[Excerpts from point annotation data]
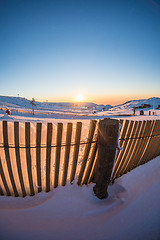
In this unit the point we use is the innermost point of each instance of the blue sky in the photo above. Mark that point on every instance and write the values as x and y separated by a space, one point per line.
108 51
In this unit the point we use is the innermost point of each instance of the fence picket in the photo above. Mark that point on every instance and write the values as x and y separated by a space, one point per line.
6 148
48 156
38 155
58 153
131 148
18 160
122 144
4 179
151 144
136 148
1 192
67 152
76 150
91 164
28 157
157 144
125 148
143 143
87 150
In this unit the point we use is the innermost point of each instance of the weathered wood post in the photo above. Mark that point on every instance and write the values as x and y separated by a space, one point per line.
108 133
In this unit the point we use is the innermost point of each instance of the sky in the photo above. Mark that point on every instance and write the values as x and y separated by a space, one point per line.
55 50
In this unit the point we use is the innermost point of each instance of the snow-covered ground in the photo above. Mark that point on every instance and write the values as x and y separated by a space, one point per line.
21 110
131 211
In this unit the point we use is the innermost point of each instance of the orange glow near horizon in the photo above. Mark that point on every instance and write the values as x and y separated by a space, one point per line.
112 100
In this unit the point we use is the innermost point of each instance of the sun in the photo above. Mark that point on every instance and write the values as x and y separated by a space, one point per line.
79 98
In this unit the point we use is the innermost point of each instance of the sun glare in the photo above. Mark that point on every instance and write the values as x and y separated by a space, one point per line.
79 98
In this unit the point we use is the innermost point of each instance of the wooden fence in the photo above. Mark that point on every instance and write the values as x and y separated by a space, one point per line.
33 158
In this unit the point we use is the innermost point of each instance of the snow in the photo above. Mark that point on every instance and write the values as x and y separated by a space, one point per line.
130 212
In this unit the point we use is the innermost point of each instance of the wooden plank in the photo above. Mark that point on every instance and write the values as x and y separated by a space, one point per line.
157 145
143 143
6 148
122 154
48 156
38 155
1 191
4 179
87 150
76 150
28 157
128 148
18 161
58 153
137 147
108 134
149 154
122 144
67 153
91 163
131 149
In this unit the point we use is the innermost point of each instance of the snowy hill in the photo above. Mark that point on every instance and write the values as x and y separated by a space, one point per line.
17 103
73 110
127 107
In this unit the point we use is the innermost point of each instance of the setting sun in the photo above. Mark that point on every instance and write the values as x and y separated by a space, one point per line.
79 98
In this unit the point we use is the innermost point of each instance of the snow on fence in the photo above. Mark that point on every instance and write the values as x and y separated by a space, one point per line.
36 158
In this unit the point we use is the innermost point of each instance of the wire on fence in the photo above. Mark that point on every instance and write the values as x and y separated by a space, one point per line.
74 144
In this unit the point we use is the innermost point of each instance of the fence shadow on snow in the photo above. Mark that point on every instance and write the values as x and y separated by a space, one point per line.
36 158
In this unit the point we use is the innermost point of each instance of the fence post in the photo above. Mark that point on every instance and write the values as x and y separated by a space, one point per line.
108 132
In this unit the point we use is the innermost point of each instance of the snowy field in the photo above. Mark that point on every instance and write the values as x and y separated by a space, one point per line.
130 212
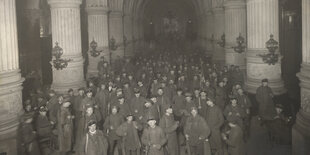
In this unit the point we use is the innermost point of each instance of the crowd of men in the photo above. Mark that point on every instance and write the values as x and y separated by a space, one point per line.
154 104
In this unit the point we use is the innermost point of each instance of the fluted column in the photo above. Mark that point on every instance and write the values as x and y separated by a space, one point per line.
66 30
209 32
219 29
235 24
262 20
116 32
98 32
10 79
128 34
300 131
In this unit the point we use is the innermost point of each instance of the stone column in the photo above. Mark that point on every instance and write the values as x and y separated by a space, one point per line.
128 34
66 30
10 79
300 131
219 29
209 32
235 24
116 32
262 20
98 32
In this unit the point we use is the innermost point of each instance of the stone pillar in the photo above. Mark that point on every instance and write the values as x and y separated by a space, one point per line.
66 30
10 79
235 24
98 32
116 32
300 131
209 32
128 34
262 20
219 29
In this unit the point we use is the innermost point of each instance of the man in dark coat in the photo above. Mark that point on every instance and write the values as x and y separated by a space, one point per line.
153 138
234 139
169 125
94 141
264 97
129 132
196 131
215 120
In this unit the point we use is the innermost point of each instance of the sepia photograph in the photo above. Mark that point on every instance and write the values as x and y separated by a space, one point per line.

* * *

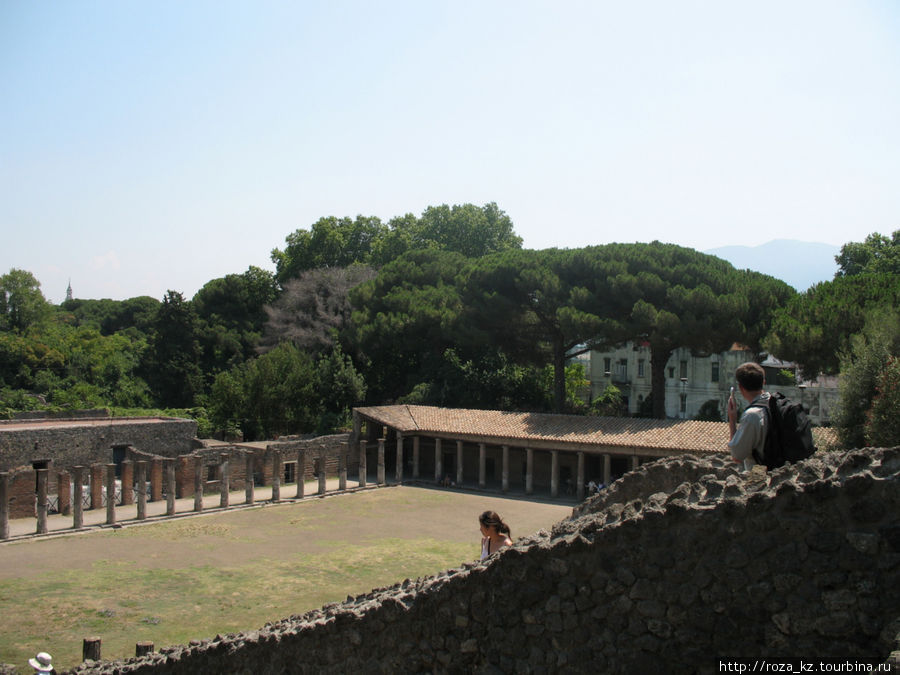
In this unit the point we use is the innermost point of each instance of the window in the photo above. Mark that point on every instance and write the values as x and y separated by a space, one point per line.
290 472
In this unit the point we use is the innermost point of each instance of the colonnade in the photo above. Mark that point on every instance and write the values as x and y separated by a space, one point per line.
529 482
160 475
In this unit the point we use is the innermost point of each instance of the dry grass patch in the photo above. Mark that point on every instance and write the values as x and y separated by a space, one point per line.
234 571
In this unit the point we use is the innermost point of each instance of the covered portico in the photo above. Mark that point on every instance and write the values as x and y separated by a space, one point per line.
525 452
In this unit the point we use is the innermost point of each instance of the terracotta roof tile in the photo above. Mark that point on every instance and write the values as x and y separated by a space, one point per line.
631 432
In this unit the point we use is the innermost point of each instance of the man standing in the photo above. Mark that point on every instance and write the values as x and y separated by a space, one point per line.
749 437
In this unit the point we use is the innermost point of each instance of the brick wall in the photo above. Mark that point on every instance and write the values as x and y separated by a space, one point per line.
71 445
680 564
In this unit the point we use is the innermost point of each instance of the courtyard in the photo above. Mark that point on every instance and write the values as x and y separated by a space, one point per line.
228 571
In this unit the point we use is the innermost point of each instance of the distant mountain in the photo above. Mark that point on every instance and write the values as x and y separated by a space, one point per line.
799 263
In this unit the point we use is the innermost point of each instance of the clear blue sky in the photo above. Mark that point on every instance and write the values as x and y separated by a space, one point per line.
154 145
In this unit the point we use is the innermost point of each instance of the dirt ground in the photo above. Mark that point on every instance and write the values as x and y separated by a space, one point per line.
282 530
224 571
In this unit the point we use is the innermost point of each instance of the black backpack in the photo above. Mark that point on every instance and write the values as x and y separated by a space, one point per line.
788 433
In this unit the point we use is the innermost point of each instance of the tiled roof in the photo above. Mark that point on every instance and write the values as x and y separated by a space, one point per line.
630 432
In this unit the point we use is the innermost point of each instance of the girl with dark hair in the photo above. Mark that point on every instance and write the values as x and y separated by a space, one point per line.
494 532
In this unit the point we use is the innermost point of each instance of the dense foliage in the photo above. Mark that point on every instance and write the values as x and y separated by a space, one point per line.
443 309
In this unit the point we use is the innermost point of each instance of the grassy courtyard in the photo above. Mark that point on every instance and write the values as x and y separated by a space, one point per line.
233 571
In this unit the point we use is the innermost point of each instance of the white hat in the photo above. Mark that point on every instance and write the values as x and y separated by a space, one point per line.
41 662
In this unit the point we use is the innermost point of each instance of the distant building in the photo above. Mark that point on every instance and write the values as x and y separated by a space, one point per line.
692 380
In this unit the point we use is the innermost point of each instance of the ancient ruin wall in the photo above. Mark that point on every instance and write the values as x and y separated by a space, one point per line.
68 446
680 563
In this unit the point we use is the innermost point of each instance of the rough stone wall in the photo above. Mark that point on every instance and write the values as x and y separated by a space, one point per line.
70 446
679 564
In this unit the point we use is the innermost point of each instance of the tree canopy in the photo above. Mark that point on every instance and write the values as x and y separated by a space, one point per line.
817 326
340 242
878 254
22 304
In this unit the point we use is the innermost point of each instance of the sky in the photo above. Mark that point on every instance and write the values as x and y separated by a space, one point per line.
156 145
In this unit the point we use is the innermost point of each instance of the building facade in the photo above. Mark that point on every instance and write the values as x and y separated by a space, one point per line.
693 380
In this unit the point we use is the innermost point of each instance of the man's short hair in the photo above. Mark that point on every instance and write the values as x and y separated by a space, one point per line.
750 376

==

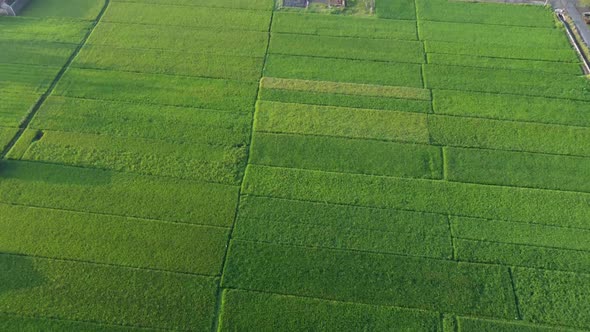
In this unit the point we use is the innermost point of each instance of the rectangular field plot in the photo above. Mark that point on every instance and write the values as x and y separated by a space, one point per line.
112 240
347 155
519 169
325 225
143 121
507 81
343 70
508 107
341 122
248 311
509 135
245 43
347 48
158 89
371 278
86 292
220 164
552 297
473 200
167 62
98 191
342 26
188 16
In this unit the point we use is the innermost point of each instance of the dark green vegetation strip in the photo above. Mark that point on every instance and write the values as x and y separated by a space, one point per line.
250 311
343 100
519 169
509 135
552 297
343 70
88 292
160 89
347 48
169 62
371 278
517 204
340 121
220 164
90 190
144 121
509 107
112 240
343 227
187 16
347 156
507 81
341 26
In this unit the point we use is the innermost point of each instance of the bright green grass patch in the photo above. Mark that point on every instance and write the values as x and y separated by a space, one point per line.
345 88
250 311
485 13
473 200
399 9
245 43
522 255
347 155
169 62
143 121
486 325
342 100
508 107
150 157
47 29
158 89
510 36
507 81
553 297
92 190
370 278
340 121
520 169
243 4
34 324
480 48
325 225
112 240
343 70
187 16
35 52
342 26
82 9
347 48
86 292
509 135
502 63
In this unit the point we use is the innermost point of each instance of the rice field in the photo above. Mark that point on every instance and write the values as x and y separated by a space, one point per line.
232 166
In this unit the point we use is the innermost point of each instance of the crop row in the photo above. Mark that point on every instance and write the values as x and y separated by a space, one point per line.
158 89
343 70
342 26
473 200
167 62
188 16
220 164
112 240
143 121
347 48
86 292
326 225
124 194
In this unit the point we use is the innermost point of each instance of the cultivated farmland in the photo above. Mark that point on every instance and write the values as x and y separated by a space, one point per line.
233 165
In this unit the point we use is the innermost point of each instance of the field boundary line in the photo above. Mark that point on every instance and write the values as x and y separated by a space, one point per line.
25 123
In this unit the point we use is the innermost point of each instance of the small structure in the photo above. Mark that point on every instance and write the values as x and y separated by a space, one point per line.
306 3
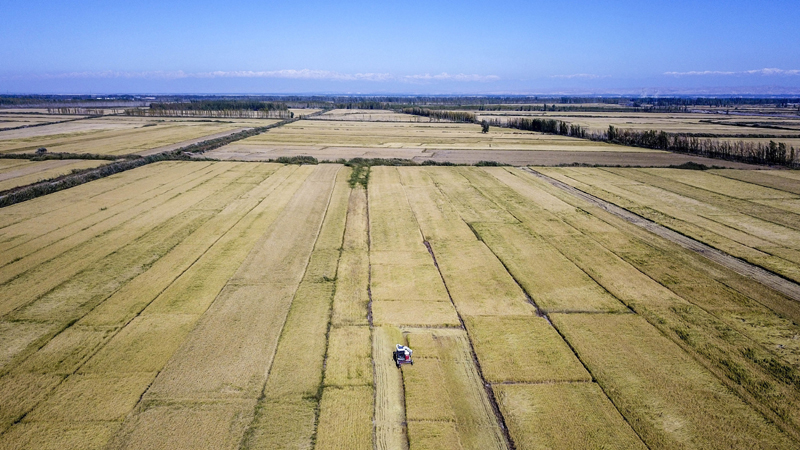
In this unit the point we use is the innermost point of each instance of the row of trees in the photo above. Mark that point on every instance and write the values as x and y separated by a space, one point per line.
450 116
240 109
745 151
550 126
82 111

→ What to do: Count the lines in the material above that contain the string "snowy". Reply with the number only.

→ Response to this task: 2